# PAGE TEXT

By Dr. Jody Kaufman
High blood pressure can be a problem for humans as they age. The same is true for dogs and cats. High blood pressure (hypertension) can result from problems in other systems. Kidney disease is one example.
When kidney function is impaired, fewer metabolic waste products are excreted. Their build-up becomes toxic and leads to the signs of kidney failure. The body, in its wisdom, has mechanisms to increase blood pressure so that more fluids and waste products are pushed through the kidney. That would be great except that it’s structurally damaging to the kidneys. This feedback loop also occurs in other systems, where compensatory mechanisms backfire and cause further damage. In essence, kidney problems can lead to high blood pressure, but high blood pressure can damage the kidneys.
What can we do to help? The combination of blood pressure medicines and special diets can be beneficial in stabilizing blood pressure as well as kidney function.
Certain heart conditions can also cause elevated blood pressure. Hyperthyroidism occurs fairly commonly in middle-aged and older cats. These patients have a “hyperdynamic” metabolism, so that the typical hyperthyroid cat will have lost weight, have a racing heart, and a heart murmur in many cases. They can also have hypertension, which usually resolves once the thyroid is under control.

# THINGS TO DO
• A. According to the hypertension article, which condition occurs fairly commonly in middle-aged and older cats?
• B. Repeat a section of the hypertension article word for word. Begin at the words "Certain heart conditions" and stop after "is under control.".
• C. Write the next part of the hypertension article, starting after its last sentence.
The data that comes next has nothing to do with the hypertension article.

# EXCERPTED DATA
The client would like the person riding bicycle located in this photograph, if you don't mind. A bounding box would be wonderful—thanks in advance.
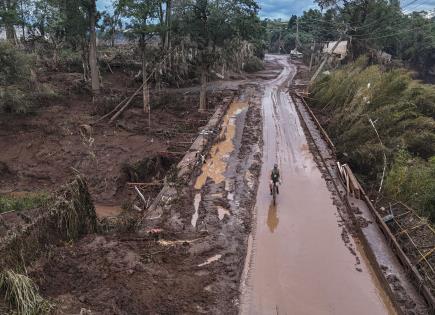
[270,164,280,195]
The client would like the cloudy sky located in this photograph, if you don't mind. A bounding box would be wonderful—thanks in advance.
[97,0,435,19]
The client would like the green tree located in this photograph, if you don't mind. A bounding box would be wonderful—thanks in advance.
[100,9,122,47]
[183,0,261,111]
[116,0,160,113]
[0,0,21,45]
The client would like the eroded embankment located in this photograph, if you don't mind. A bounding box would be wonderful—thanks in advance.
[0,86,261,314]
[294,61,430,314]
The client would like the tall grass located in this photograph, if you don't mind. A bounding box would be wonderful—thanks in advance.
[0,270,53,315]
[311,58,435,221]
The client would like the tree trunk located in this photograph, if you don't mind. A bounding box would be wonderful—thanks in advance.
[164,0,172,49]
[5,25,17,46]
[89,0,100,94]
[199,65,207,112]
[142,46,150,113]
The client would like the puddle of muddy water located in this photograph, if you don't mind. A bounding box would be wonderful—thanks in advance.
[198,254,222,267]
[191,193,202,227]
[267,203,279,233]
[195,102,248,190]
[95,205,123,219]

--

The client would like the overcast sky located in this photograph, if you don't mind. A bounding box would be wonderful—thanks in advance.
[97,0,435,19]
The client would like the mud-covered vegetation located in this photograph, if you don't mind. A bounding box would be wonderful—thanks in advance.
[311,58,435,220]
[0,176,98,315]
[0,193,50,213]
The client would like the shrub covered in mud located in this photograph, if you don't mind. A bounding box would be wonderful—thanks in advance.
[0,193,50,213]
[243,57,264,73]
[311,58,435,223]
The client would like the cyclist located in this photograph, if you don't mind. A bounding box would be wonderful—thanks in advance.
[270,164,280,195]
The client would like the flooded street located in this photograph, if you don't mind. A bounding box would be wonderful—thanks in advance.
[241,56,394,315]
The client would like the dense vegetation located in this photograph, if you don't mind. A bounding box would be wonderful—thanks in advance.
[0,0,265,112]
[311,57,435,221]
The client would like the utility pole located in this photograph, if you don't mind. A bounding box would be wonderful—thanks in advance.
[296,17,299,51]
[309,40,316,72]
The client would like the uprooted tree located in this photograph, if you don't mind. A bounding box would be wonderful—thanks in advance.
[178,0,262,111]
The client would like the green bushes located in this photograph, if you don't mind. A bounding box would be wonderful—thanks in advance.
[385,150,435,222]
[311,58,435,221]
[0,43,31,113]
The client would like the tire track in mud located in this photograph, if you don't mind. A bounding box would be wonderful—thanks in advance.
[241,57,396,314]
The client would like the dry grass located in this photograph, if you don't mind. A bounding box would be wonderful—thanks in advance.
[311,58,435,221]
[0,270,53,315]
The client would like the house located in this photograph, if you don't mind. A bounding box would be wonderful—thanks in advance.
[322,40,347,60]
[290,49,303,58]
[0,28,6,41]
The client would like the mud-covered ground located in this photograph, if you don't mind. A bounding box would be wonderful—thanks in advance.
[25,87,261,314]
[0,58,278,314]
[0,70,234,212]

==

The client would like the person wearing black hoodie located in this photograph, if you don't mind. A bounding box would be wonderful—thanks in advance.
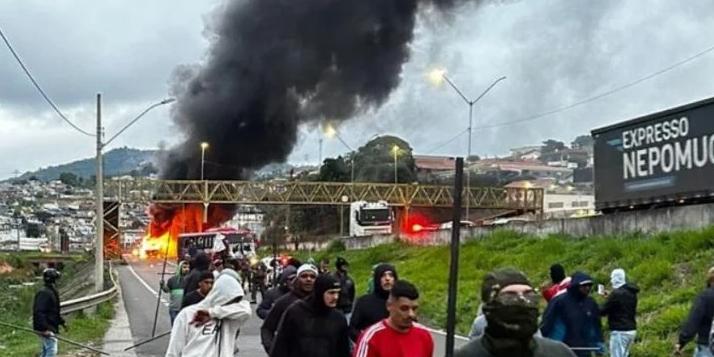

# EXPECTED OUTPUTS
• A. Hyperthyroidism.

• B.
Certain heart conditions can also cause elevated blood pressure. Hyperthyroidism occurs fairly commonly in middle-aged and older cats. These patients have a “hyperdynamic” metabolism, so that the typical hyperthyroid cat will have lost weight, have a racing heart, and a heart murmur in many cases. They can also have hypertension, which usually resolves once the thyroid is under control.

• C.
One of the dangers of hypertension is retinal detachment. We see it most commonly in elderly cats, many of whom have a combination of thyroid and kidney disease. They present with very dilated pupils and a sudden onset of partial or complete blindness. Vision can be restored in some cases if the problem is caught early.
The majority of patients with high blood pressure show no outward signs, and significant damage can occur if it isn’t brought under control. Therefore we are recommending a simple blood pressure screening for our patients once they are middle aged or older. This can easily be done during an annual exam.